Work required: How many lines in the entries below contain the word "shorts"? Reply with the number alone.

Exercise inputs:
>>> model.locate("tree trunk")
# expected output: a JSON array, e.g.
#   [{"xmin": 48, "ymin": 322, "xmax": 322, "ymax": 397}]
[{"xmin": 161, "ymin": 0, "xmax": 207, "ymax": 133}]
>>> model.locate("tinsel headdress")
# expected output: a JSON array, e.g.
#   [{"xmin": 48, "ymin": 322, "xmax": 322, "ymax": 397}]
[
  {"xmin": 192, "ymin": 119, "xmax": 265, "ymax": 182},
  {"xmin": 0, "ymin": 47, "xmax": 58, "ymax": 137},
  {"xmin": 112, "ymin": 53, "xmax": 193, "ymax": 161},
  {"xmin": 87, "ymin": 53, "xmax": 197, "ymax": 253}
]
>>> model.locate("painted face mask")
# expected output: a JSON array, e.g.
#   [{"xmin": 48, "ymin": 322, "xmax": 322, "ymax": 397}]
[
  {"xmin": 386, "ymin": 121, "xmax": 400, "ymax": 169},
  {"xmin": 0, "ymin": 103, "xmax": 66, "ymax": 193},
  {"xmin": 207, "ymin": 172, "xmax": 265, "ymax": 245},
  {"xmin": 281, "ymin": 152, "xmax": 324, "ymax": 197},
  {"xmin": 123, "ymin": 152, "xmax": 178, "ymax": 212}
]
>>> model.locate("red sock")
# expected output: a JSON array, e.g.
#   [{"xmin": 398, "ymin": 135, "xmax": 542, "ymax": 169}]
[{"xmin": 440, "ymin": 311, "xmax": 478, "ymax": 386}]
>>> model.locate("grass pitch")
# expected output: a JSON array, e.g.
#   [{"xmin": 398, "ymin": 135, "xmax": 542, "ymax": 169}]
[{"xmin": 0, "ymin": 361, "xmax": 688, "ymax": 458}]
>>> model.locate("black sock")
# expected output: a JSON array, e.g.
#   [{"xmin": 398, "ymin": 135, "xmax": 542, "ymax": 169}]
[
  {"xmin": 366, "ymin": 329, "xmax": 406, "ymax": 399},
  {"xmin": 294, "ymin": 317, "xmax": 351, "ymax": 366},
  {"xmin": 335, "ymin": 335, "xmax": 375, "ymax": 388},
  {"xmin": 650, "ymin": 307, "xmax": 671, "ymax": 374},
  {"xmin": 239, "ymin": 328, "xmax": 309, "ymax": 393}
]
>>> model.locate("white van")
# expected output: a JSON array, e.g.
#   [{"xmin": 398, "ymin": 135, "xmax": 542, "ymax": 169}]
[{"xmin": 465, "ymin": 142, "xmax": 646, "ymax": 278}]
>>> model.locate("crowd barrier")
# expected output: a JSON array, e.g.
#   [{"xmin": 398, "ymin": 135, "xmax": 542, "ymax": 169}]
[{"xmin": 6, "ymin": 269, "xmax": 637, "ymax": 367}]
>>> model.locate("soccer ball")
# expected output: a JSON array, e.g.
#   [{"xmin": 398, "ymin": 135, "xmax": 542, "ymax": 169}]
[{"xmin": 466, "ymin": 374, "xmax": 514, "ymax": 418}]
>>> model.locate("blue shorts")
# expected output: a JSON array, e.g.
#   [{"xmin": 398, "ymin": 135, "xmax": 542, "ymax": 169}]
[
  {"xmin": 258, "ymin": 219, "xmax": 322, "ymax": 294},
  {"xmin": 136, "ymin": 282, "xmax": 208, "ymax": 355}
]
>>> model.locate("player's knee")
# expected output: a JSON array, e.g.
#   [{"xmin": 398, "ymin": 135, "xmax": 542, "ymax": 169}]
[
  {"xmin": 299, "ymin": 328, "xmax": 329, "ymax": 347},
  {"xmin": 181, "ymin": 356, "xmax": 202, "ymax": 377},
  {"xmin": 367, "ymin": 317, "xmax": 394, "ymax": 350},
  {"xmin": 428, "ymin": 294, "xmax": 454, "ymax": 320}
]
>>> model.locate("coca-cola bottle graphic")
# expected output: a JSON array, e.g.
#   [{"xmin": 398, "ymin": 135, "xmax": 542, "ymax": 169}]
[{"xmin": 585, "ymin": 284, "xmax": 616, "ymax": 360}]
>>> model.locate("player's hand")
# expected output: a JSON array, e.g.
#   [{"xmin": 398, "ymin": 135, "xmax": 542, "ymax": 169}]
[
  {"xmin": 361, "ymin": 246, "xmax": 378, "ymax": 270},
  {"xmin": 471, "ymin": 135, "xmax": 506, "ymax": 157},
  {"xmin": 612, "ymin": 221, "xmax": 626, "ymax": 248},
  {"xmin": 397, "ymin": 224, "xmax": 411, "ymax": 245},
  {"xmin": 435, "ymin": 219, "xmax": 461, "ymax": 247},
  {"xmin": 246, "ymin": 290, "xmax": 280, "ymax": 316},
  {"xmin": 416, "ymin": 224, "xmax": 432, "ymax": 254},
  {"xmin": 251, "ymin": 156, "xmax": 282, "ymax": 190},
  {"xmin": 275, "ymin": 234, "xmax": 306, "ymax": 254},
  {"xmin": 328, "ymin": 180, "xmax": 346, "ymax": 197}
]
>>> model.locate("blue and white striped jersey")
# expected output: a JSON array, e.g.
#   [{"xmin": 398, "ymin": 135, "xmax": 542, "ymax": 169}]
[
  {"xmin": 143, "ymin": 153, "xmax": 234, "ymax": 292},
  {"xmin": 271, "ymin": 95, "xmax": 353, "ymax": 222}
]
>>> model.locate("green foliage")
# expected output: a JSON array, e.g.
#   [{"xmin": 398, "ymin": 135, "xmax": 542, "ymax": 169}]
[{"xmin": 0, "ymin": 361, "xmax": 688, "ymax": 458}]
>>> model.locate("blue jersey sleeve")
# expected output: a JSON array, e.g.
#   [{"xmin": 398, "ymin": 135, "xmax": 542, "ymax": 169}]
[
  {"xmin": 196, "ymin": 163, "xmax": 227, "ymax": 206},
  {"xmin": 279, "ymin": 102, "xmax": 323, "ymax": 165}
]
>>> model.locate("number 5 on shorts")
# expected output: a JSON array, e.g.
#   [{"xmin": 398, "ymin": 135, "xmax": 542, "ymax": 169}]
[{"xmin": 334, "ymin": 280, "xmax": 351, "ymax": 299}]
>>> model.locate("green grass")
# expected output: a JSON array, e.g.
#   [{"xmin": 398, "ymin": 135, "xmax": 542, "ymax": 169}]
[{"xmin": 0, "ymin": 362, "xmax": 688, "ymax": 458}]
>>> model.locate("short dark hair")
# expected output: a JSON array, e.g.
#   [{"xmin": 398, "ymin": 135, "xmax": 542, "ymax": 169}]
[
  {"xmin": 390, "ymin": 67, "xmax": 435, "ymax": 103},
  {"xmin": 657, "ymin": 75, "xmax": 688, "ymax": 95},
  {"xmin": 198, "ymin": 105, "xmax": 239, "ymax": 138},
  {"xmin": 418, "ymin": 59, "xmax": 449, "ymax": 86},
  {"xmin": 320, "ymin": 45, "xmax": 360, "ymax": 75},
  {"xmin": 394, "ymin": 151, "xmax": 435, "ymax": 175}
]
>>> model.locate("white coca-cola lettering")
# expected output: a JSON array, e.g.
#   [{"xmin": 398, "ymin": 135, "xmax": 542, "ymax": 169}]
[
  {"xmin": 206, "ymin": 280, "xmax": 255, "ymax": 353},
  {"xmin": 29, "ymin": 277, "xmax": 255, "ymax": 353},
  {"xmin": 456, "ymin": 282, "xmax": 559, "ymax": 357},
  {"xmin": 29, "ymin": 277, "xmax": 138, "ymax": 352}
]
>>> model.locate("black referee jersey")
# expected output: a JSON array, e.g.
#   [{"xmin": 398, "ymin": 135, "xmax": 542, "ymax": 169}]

Full output: 2